Exercícios propostos ::
• A. Responda com base no trecho sobre Ares:
(i) Quais três apelidos de Ares o trecho cita?
(ii) De qual deusa Ares é filho?
(iii) Como se chamam os gêmeos que Ares e Afrodite terão como filhos?
• B. Traduza para o inglês esta frase do trecho sobre Ares: "Somente Afrodite o acalmava, o amolecia, suavizando-o um pouco."
• C. Dê continuidade ao texto sobre Ares, começando logo depois da última frase apresentada.

A expressão física mais contundente da raiva nós a encontramos na Mitologia grega na figura do deus Ares. Pelas suas histórias, é Ares, sem dúvida, um dos  mais odiosos personagens do mito grego; sempre enraivecido, é aquele que excita o ódio, o desgosto, a indignação. É apelidado de bebedor de sangue, de senhor das lágrimas, de flagelo de deus etc. Onde ele aparecia só havia sofrimento, dor, guerra, inimizade, luta. Seu nome, Ares, tem relação com palavras que lembram enfurecimento, desgraça e infortúnio. 

É Ares filho partenogênico da deusa Hera; sua geração foi motivada pelo ódio que a deusa sentia por Zeus, seu marido, devido ao grande número de seus filhos espúrios, “semeados” fora do casamento. Somente Afrodite o acalmava, o amolecia, suavizando-o um pouco. Terão, ele e a deusa, uma filha chamada Harmonia, isto é, filha da guerra e da paz. Mas terão também, por outro lado, dois monstros como filhos, os gêmeos Fobos (Pavor) e Deimos (Horror).

Dados fornecidos ::
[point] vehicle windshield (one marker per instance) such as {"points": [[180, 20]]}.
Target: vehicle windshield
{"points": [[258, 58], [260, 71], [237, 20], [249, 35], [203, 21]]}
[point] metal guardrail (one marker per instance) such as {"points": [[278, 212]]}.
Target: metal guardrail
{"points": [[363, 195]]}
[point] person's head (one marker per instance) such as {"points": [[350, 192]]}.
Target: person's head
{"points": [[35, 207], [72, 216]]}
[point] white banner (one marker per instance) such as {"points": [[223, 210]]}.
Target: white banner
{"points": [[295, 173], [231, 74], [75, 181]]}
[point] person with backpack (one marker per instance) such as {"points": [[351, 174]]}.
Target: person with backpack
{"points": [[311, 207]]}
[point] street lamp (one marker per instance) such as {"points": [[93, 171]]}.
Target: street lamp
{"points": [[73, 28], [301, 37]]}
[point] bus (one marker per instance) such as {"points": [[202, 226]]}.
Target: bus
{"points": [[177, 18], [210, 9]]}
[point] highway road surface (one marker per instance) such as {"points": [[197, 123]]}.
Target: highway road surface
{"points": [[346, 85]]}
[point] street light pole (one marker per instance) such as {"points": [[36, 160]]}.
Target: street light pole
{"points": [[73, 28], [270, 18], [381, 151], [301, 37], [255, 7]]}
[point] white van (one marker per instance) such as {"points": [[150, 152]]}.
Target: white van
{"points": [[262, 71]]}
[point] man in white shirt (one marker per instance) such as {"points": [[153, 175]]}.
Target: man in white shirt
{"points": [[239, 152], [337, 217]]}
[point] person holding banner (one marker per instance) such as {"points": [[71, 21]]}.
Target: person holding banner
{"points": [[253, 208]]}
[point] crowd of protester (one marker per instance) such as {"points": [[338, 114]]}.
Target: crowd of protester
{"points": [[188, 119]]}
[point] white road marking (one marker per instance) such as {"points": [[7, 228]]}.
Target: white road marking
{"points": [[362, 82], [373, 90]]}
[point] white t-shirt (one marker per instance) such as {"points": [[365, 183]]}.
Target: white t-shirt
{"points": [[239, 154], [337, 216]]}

Respostas esperadas ::
• A.
(i) Bebedor de sangue, senhor das lágrimas e flagelo de deus.
(ii) Da deusa Hera.
(iii) Fobos (Pavor) e Deimos (Horror).

• B. Only Aphrodite calmed him, softened him, soothing him a little.

• C.
ARES
Ares, como toda divindade grega, tinha o seu séquito. Dele faziam parte, além dos gêmeos, Éris, a deusa da discórdia, as Keres (destruição, ruína, podridão), monstros femininos alados, que se alimentavam do sangue de moribundos nos campos de batalha. Sempre com roupas ensanguentadas, garras aduncas, corpo coberto de serpentes, aproveitavam elas para liquidar os agonizantes. A divindade Enio também fazia parte do grupo; era um demônio feminino devastador, sempre presente nos campos de batalha. Lembremo-nos ainda de diversos outros filhos que Ares teve, todos medonhos, violentos, assassinos, salteadores, brutais, espalhados pelo mundo.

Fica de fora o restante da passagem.